DATA FOR THIS EXERCISE: Begin

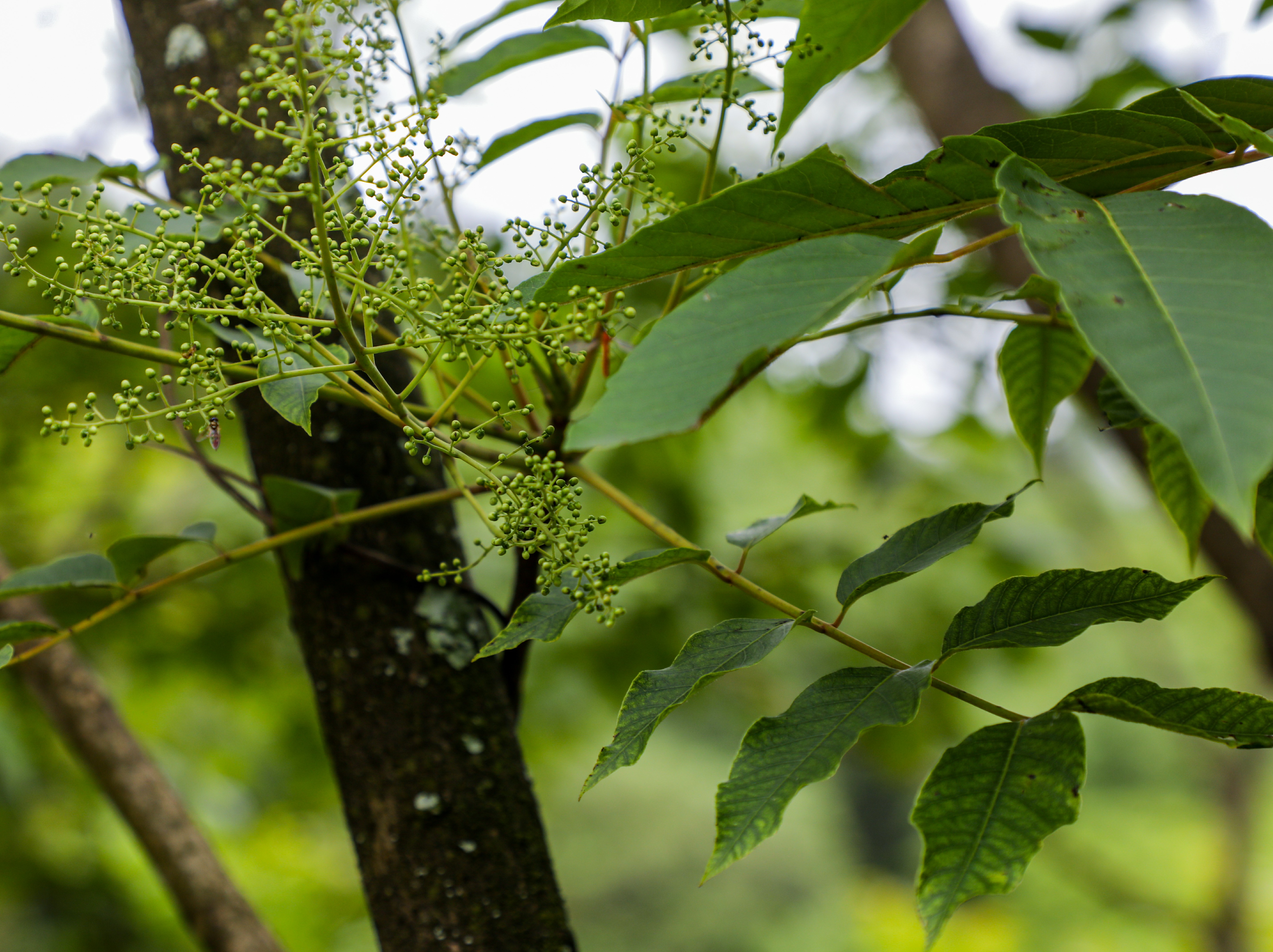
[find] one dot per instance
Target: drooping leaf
(847, 32)
(511, 142)
(1174, 296)
(780, 756)
(505, 11)
(652, 560)
(296, 503)
(1037, 611)
(917, 547)
(763, 529)
(987, 807)
(1233, 718)
(132, 555)
(541, 618)
(1177, 484)
(706, 86)
(693, 357)
(708, 655)
(619, 11)
(15, 344)
(1121, 412)
(1041, 367)
(517, 51)
(83, 571)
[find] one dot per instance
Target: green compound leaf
(541, 618)
(1041, 367)
(1097, 152)
(517, 51)
(83, 571)
(1057, 606)
(1178, 485)
(652, 560)
(296, 503)
(917, 547)
(1121, 412)
(764, 529)
(619, 11)
(722, 337)
(15, 344)
(1172, 293)
(511, 142)
(987, 807)
(781, 756)
(130, 557)
(848, 32)
(708, 655)
(706, 86)
(1233, 718)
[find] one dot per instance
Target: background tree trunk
(423, 744)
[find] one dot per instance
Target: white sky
(78, 53)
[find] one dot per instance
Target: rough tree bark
(423, 744)
(954, 97)
(83, 715)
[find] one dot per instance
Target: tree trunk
(423, 744)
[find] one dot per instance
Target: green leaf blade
(1041, 611)
(987, 807)
(780, 756)
(517, 51)
(1233, 718)
(692, 358)
(1041, 367)
(1172, 293)
(917, 547)
(82, 571)
(540, 618)
(764, 529)
(516, 139)
(654, 695)
(850, 32)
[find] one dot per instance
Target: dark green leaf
(848, 32)
(541, 618)
(917, 547)
(692, 358)
(517, 51)
(1249, 99)
(1098, 153)
(1041, 367)
(646, 562)
(511, 142)
(83, 571)
(22, 632)
(781, 756)
(15, 344)
(987, 807)
(505, 11)
(1121, 412)
(132, 555)
(1057, 606)
(1177, 484)
(707, 86)
(295, 503)
(708, 655)
(1233, 718)
(619, 11)
(763, 529)
(1172, 295)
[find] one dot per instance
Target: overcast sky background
(70, 90)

DATA FOR THIS EXERCISE: End

Pictures don't belong in the copy. Transcribe every record exactly as it appears.

RESULT:
[find] one dot per instance
Target: drooping leaf
(847, 32)
(511, 142)
(1174, 296)
(780, 756)
(505, 11)
(652, 560)
(296, 503)
(1037, 611)
(917, 547)
(763, 529)
(987, 807)
(1233, 718)
(132, 555)
(541, 618)
(1177, 484)
(706, 86)
(693, 357)
(708, 655)
(619, 11)
(15, 344)
(1121, 412)
(1041, 367)
(517, 51)
(83, 571)
[find] one dot per instance
Target: green compound leaf
(541, 618)
(1041, 367)
(1097, 152)
(517, 51)
(83, 571)
(1057, 606)
(1178, 485)
(652, 560)
(296, 503)
(917, 547)
(1121, 412)
(764, 529)
(619, 11)
(722, 337)
(15, 344)
(1172, 293)
(511, 142)
(987, 807)
(781, 756)
(130, 557)
(848, 32)
(708, 655)
(706, 86)
(1233, 718)
[find] one dot per instance
Target: background tree trunk
(423, 744)
[find] one dot per instance
Target: white sky
(78, 53)
[find] one dot per instance
Target: rough tree bark
(423, 744)
(954, 97)
(83, 715)
[find] one dot per instance
Target: tree trunk
(423, 744)
[find] one dot per instance
Target: green leaf blade
(1041, 611)
(987, 807)
(780, 756)
(517, 51)
(1233, 718)
(692, 358)
(1041, 367)
(1172, 293)
(917, 547)
(82, 571)
(540, 618)
(764, 529)
(516, 139)
(654, 695)
(850, 32)
[find] one dot per instance
Target: dark green leaf
(848, 32)
(541, 618)
(917, 547)
(692, 358)
(517, 51)
(1249, 99)
(1098, 153)
(1041, 367)
(646, 562)
(511, 142)
(83, 571)
(22, 632)
(781, 756)
(15, 344)
(987, 807)
(505, 11)
(1121, 412)
(132, 555)
(1057, 606)
(1177, 484)
(707, 86)
(295, 503)
(708, 655)
(1233, 718)
(619, 11)
(763, 529)
(1172, 295)
[find] one dot per instance
Target: overcast sky background
(70, 90)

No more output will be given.